*WORK INSTRUCTION*:
From the first line to the last, print the data exactly.

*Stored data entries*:
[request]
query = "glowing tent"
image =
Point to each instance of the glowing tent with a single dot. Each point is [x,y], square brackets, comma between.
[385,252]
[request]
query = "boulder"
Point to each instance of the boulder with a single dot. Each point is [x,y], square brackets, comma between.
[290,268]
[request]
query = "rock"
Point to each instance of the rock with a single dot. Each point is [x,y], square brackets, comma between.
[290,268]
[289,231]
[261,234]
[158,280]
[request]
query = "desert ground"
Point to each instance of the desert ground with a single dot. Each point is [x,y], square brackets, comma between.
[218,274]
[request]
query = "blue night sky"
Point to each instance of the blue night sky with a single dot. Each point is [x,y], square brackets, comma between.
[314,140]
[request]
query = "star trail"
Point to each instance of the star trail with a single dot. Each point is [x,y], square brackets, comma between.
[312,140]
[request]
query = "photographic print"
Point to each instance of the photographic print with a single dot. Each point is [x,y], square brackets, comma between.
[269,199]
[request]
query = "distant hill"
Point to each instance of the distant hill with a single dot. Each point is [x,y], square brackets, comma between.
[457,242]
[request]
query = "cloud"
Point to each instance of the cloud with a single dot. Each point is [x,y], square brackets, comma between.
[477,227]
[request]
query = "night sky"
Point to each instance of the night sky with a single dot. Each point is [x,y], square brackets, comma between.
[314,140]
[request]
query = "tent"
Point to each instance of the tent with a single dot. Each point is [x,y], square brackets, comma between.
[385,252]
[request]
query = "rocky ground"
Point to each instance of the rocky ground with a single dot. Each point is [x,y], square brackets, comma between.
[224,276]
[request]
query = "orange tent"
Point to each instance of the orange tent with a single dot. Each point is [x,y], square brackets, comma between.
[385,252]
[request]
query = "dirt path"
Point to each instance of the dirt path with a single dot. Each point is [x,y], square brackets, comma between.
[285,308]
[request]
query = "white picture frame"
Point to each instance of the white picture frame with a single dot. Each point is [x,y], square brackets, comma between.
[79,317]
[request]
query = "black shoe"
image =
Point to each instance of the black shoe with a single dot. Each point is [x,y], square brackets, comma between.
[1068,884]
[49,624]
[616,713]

*ANSWER BELOW*:
[request]
query = "glowing tent"
image =
Point to each instance of the glowing tent with a single dot. Each point is [x,y], square brackets, comma between.
[385,252]
[request]
query = "boulder"
Point to each instance of the boulder with a single dot. Each point is [x,y], square brackets, comma between.
[290,268]
[request]
query = "rock"
Point to each instance of the rock with a single dot. Each point is [x,y], square brackets, comma between.
[290,268]
[289,231]
[261,234]
[158,280]
[request]
query = "desert ground"
Point to each instance of the desert ground with a single dot. Each point is [x,y], square brackets, comma between.
[218,274]
[request]
query = "blue night sky"
Point to each instance of the blue night sky with a single dot. Each point is [x,y], square brackets, comma between.
[314,140]
[request]
query = "star trail"
Point to each instance of the star trail with a single dot. Each point is [x,y], square brackets, comma between.
[312,140]
[request]
query = "photographic print"
Point to each instance of the photographic print with a single dot. Each point is [x,y], square brackets, comma between.
[269,199]
[request]
query = "distant hill"
Point to each instance of the distant hill with a single dot. Each point is [x,y], square brackets, comma between.
[457,242]
[request]
query = "cloud"
Point to each instance of the cloud with a single dot. Each point is [x,y], square brackets, comma between.
[477,227]
[request]
query = "night sky"
Point to each instance of the night sky with a single dot. Each point is [x,y], square brackets, comma between.
[314,140]
[request]
query = "tent"
Point to each instance of the tent with a single dot. Each point is [x,y], square brackets, comma between.
[385,252]
[request]
query = "rocky ground"
Point to each instance of the rocky ground with a single dot. Each point is [x,y], square brackets, comma between.
[224,276]
[request]
query = "orange tent"
Point to each instance of the orange tent with a single dot. Each point is [x,y], square brackets, comma between.
[385,252]
[request]
query = "dirt path"
Point to each instance of the dirt path with a single dot. Each point is [x,y], square brackets, comma between.
[285,308]
[request]
query = "white picture frame"
Point to each instance of the white picture frame with a single dot. Each point is [x,y], square brackets, comma between.
[79,317]
[request]
query = "black shoe"
image =
Point to each instance of the black shoe with a single dot. Each point is [x,y], square brackets, comma between.
[1068,884]
[49,624]
[616,713]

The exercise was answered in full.